-- CHECK YOUR UNDERSTANDING --
1 - In the passage on mucoadhesive drug delivery sites, reproduce the text from "SITES FOR MUCOADHESIVE" up to and including "mentioned delivery sites.", replacing "oral cavity" with "mouth".
2 - According to the passage on mucoadhesive drug delivery sites, what is the approximate surface area of the buccal cavity?

-- EXTRACT TO READ --
SITES FOR MUCOADHESIVE DRUG DELIVERY SYSTEMS
The common sites of application where mucoadhesive polymers have the ability to delivery pharmacologically active agents include oral cavity, eye conjunctiva, vagina, nasal cavity and gastrointestinal tract. The current  section of the review will give an overview of the above- mentioned delivery sites.
The buccal cavity has a very limited surface area of around 50 cm2  but the easy access to the site makes it a preferred location for delivering active agents. The site provides an opportunity to deliver pharmacologically active agents systemically by avoiding hepatic first-pass metabolism in addition to the local treatment of the oral lesions. The sublingual mucosa is relatively more permeable than the buccal mucosa (due to the presence of large number of smooth muscle and immobile mucosa), hence formulations for sublingual delivery are designed to release the active agent quickly while mucoadhesive formulation is of importance for the delivery of active agents to the buccal mucosa where the active agent has to be released in a controlled manner. This makes  the  buccal  cavity  more  suitable  for  mucoadhesive  drug  delivery  [51].  The  various mucoadhesive   polymers  used  for  the  development  of  buccal  delivery  systems  include cyanoacrylates,    polyacrylic    acid,    sodium    carboxymethylcellulose,    hyaluronic    acid, hydroxypropylcellulose, polycarbophil, chitosan and gellan [24, 52]. The delivery systems are generally coated  with a drug and water impermeable film so as to prevent the washing of the active agent by the saliva [24].

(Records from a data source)
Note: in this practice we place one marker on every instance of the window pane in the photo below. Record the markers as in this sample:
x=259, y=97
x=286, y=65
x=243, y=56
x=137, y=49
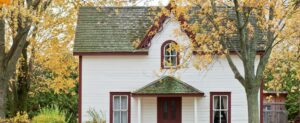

-- EXERCISE RESPONSES --
1 -
SITES FOR MUCOADHESIVE DRUG DELIVERY SYSTEMS
The common sites of application where mucoadhesive polymers have the ability to delivery pharmacologically active agents include mouth, eye conjunctiva, vagina, nasal cavity and gastrointestinal tract. The current  section of the review will give an overview of the above- mentioned delivery sites.

2 - Around 50 cm2.